§ **ENTRIES PROVIDED**:
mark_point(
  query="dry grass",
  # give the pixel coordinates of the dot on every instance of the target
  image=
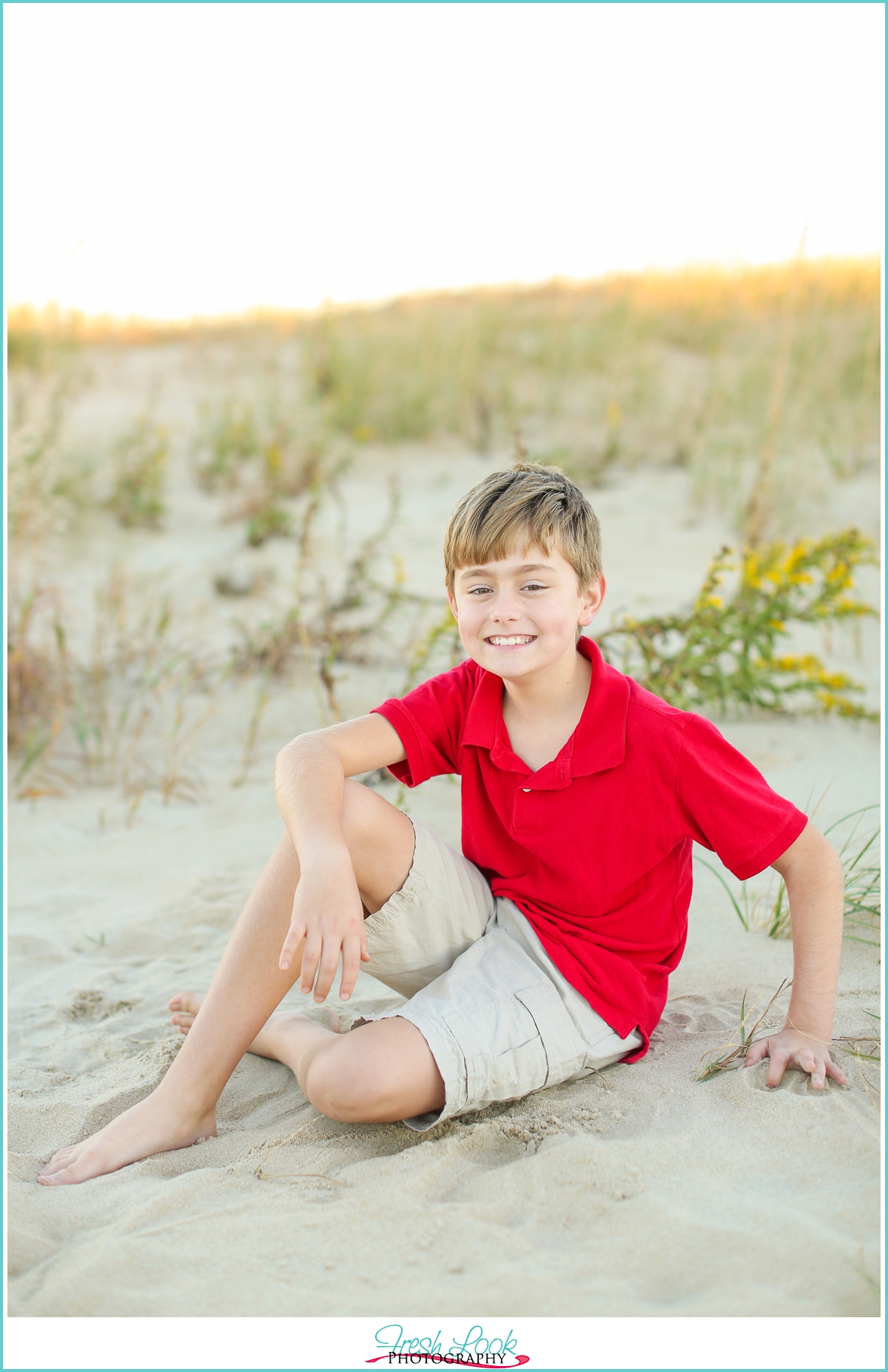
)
(858, 850)
(862, 1049)
(762, 382)
(764, 376)
(122, 707)
(727, 652)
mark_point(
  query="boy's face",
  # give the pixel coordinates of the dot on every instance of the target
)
(519, 615)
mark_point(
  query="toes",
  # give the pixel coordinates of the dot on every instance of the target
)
(187, 1001)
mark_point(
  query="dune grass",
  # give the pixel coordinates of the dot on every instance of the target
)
(762, 382)
(729, 1057)
(858, 850)
(120, 707)
(727, 650)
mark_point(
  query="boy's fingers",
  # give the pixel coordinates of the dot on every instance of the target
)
(776, 1069)
(350, 964)
(327, 970)
(294, 938)
(309, 961)
(756, 1052)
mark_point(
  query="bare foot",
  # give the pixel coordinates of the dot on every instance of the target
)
(271, 1039)
(154, 1126)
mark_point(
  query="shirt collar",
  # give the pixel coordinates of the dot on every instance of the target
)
(597, 742)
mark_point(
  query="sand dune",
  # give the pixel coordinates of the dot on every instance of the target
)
(636, 1193)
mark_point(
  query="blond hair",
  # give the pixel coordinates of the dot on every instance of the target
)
(525, 507)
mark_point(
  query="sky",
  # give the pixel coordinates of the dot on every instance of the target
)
(195, 159)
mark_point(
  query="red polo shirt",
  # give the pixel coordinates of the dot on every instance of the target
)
(595, 848)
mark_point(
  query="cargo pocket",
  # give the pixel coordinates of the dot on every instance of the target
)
(563, 1046)
(515, 1046)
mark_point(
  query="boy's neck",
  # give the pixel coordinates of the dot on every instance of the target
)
(559, 690)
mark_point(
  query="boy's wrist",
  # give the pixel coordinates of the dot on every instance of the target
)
(812, 1025)
(320, 851)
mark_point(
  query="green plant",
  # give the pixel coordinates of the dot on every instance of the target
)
(139, 475)
(727, 650)
(732, 1054)
(48, 483)
(122, 710)
(862, 880)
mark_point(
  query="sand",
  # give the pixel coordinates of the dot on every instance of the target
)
(636, 1193)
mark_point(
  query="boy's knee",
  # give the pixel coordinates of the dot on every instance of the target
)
(334, 1087)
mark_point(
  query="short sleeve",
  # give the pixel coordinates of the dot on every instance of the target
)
(725, 803)
(428, 722)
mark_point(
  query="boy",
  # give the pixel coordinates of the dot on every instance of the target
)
(544, 952)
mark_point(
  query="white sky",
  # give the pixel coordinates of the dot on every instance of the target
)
(176, 159)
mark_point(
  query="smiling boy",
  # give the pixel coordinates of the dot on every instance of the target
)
(542, 951)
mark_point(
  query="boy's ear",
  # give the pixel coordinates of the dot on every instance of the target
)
(592, 601)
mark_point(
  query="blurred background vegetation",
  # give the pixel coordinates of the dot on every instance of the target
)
(762, 385)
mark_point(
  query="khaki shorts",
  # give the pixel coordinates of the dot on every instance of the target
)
(500, 1018)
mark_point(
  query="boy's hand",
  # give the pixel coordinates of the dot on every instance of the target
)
(791, 1049)
(327, 912)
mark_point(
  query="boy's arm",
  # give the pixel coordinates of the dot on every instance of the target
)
(814, 885)
(309, 779)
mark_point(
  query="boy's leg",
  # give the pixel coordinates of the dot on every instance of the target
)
(245, 991)
(377, 1073)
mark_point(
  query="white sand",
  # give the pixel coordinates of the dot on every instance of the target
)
(634, 1193)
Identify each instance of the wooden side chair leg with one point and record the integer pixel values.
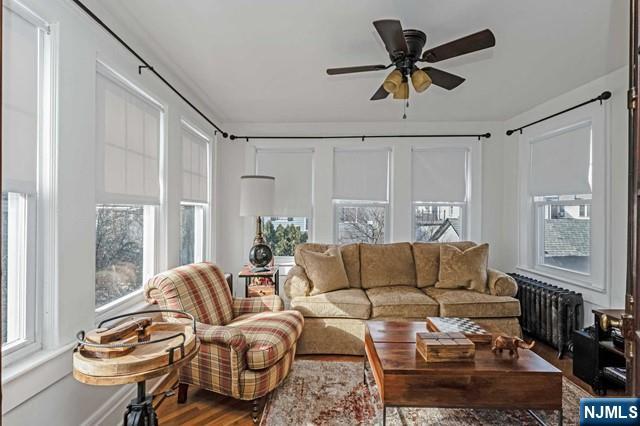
(182, 392)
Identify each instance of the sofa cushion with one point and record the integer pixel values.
(427, 259)
(383, 265)
(350, 258)
(463, 269)
(401, 302)
(269, 336)
(325, 270)
(471, 304)
(349, 303)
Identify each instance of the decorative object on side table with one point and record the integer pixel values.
(132, 352)
(445, 347)
(470, 329)
(256, 199)
(511, 344)
(262, 282)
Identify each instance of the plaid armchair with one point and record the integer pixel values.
(247, 344)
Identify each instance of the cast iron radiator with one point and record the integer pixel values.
(549, 313)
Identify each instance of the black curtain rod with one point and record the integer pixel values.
(362, 137)
(147, 65)
(602, 97)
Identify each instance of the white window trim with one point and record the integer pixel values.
(358, 203)
(463, 216)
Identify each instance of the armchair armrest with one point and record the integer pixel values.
(297, 283)
(253, 305)
(501, 284)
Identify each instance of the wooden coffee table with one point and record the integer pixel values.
(491, 381)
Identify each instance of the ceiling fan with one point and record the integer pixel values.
(405, 50)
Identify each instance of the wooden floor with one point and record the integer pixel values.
(206, 408)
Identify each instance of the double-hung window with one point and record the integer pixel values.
(129, 135)
(196, 188)
(25, 114)
(361, 195)
(291, 223)
(439, 188)
(560, 186)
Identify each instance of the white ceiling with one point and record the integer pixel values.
(265, 61)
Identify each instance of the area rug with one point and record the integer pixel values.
(333, 393)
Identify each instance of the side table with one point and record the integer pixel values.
(273, 272)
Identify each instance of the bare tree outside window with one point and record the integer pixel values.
(119, 251)
(364, 224)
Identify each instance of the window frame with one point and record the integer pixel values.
(37, 206)
(358, 203)
(538, 240)
(463, 216)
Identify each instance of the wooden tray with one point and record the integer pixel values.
(142, 363)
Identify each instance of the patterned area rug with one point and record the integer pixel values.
(333, 393)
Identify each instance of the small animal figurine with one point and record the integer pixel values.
(510, 343)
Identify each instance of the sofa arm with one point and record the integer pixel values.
(501, 284)
(297, 283)
(253, 305)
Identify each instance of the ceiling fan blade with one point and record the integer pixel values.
(360, 68)
(443, 79)
(380, 94)
(390, 31)
(471, 43)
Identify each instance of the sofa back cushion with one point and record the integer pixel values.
(427, 259)
(350, 258)
(384, 265)
(463, 269)
(325, 270)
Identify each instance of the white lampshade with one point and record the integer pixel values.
(256, 195)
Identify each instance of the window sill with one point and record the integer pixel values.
(560, 279)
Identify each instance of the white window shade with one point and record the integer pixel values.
(293, 172)
(361, 175)
(20, 83)
(195, 175)
(128, 152)
(561, 162)
(439, 175)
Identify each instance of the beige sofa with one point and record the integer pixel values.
(391, 281)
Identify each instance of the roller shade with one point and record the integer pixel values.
(293, 171)
(361, 175)
(21, 63)
(128, 151)
(195, 176)
(561, 162)
(439, 175)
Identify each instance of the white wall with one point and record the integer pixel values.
(615, 218)
(236, 233)
(41, 386)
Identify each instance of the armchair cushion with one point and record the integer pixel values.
(199, 289)
(269, 336)
(254, 305)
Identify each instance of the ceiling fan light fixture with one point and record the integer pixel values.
(393, 81)
(402, 92)
(420, 80)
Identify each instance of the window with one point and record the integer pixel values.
(192, 233)
(121, 231)
(438, 222)
(283, 234)
(194, 208)
(129, 134)
(360, 223)
(291, 224)
(26, 91)
(564, 229)
(361, 195)
(439, 179)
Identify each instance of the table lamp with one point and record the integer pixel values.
(256, 199)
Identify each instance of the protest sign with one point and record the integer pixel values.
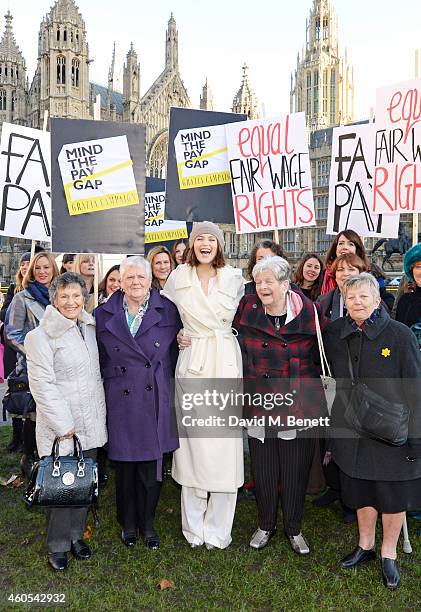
(97, 175)
(206, 201)
(25, 183)
(113, 224)
(351, 185)
(397, 173)
(270, 174)
(202, 158)
(158, 229)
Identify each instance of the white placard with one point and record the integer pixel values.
(25, 183)
(351, 185)
(270, 174)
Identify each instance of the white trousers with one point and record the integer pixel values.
(207, 518)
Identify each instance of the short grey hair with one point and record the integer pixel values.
(279, 267)
(62, 281)
(136, 261)
(360, 280)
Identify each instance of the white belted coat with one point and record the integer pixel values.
(208, 464)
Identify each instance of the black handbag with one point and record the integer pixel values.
(63, 482)
(18, 399)
(373, 416)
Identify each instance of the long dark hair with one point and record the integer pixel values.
(262, 244)
(352, 237)
(299, 276)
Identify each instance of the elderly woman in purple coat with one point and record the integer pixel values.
(136, 332)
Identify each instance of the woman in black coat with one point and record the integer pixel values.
(375, 476)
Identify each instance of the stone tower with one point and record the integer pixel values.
(206, 97)
(245, 101)
(61, 82)
(13, 94)
(322, 85)
(131, 87)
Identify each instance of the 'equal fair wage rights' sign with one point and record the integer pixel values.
(270, 174)
(397, 175)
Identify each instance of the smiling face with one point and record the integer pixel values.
(87, 268)
(135, 283)
(269, 290)
(311, 270)
(345, 246)
(416, 273)
(344, 271)
(205, 248)
(70, 301)
(43, 271)
(360, 303)
(161, 266)
(113, 283)
(179, 252)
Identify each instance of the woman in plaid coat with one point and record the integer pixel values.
(277, 335)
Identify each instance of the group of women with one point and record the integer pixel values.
(208, 326)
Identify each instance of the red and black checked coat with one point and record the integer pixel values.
(284, 361)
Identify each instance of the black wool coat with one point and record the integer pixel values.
(389, 362)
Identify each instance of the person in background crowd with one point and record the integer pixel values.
(9, 355)
(136, 329)
(210, 470)
(261, 249)
(68, 263)
(387, 297)
(345, 242)
(408, 310)
(375, 477)
(65, 381)
(24, 314)
(85, 266)
(162, 265)
(309, 275)
(178, 251)
(109, 284)
(277, 333)
(344, 266)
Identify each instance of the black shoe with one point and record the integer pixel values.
(326, 499)
(349, 516)
(358, 556)
(390, 573)
(26, 464)
(80, 550)
(151, 540)
(58, 561)
(128, 538)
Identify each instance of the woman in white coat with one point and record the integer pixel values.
(65, 381)
(210, 469)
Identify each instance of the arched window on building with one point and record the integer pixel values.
(75, 72)
(316, 92)
(308, 107)
(3, 99)
(333, 96)
(61, 70)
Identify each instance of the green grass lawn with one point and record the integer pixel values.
(237, 578)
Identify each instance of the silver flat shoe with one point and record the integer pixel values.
(299, 544)
(260, 538)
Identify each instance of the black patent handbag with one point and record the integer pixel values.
(69, 481)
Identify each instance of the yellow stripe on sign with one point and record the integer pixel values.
(204, 156)
(104, 202)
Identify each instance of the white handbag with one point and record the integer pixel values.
(328, 382)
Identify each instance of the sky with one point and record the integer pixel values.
(217, 37)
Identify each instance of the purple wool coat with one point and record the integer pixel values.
(137, 375)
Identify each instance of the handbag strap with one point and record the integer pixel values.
(323, 359)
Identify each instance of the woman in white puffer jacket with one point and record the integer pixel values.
(65, 381)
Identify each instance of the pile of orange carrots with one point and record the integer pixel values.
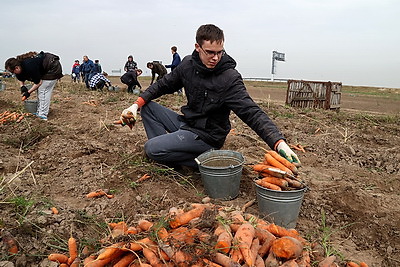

§ **WORK INSTRUCTION**:
Wherever a line of the entries holds the string "sand", copy that line.

§ **ANSWER TO THE PROBLEM**:
  query="sand dune",
  query="sand",
  query="white sand",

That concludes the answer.